#### [YOUR OBJECTIVE]
Search the listing below for the string "white", then copy every line it appears in.

#### [EXTRACTED MATERIAL]
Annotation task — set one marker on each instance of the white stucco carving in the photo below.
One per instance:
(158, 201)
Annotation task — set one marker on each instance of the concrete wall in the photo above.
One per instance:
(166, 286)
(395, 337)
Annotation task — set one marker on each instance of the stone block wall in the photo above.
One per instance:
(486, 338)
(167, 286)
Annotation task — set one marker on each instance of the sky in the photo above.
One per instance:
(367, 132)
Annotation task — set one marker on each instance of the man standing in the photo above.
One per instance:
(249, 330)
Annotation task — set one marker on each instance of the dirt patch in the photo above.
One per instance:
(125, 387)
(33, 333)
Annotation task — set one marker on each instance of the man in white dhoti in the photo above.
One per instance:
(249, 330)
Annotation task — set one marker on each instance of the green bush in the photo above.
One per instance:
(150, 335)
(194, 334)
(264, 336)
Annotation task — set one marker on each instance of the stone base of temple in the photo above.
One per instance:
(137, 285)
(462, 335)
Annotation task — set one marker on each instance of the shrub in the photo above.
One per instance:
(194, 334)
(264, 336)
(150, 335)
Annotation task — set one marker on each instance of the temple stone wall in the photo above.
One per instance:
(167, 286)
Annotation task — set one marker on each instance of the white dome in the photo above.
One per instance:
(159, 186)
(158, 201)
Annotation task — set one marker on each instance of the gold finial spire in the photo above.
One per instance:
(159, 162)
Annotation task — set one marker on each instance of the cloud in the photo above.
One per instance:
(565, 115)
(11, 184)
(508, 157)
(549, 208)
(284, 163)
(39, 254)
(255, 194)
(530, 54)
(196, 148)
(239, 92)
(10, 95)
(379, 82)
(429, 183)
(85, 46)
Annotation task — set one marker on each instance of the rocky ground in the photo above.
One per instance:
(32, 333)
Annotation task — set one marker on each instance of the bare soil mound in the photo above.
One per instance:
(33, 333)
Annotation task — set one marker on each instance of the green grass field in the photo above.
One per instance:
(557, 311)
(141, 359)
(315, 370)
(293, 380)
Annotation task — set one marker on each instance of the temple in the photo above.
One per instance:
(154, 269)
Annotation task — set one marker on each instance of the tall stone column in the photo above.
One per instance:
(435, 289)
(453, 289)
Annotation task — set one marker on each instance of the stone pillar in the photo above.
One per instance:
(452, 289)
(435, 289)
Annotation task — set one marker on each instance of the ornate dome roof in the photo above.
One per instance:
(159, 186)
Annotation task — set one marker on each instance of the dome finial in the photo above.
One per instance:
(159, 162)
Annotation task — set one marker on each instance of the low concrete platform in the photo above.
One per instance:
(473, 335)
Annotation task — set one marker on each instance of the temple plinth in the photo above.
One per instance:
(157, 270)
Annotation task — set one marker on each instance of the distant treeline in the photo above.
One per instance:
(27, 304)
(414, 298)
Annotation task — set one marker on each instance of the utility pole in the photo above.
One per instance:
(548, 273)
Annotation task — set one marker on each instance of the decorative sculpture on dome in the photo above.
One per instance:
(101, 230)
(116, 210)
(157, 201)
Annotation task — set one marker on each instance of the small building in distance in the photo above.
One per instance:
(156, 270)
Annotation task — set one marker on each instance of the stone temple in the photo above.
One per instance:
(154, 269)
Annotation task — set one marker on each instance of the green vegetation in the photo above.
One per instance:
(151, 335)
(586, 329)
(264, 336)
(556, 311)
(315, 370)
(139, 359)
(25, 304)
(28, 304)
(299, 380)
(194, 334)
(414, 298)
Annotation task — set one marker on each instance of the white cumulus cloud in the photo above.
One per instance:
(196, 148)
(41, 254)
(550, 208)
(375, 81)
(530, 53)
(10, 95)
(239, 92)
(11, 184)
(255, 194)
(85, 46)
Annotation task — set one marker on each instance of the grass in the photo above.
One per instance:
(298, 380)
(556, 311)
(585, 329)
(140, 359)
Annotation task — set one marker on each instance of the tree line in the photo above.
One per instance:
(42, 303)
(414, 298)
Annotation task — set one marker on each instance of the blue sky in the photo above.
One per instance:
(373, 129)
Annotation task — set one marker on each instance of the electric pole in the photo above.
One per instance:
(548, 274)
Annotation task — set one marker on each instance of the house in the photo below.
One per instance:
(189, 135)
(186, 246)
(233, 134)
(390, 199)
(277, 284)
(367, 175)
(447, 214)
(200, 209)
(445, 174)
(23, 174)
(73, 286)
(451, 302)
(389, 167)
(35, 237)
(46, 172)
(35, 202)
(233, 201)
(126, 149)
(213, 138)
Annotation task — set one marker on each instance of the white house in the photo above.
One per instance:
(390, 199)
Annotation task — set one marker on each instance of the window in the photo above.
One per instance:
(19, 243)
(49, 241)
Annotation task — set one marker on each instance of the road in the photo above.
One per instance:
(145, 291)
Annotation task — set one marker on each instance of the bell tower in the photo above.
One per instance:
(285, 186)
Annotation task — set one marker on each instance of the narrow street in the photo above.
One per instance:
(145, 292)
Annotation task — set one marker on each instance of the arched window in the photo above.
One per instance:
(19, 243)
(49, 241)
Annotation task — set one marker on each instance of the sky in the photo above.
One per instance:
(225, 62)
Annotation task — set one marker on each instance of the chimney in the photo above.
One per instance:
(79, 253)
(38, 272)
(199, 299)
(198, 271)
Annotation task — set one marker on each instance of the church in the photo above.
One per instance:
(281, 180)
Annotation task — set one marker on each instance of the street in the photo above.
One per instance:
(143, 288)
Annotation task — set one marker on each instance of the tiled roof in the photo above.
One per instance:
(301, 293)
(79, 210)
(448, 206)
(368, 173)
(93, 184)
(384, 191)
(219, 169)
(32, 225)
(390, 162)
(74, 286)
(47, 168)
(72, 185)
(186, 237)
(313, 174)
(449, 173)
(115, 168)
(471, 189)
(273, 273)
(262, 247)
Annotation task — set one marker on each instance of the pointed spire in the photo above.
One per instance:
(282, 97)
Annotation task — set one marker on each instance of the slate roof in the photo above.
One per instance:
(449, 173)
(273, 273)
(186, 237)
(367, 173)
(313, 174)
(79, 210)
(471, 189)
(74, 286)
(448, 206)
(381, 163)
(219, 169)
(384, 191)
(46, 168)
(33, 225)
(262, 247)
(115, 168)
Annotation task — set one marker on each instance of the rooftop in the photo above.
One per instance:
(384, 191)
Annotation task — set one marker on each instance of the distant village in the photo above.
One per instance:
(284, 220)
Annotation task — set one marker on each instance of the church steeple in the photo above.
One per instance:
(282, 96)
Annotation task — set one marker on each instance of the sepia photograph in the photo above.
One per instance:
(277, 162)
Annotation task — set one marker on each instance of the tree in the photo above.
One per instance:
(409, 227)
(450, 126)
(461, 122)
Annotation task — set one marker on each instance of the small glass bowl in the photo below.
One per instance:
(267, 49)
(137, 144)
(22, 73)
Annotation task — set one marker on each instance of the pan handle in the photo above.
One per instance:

#### [TASK SOLUTION]
Annotation task — set one marker on each instance of the white stucco carving in the photo below.
Annotation task — set one marker on each instance of the man in white dhoti in the photo above.
Annotation task — set one marker on each instance of the white dome in the photo above.
Annotation task — set one marker on each instance of the white cumulus cloud in the photo above.
Annotation task — set one marker on each instance of the white house in the photo above.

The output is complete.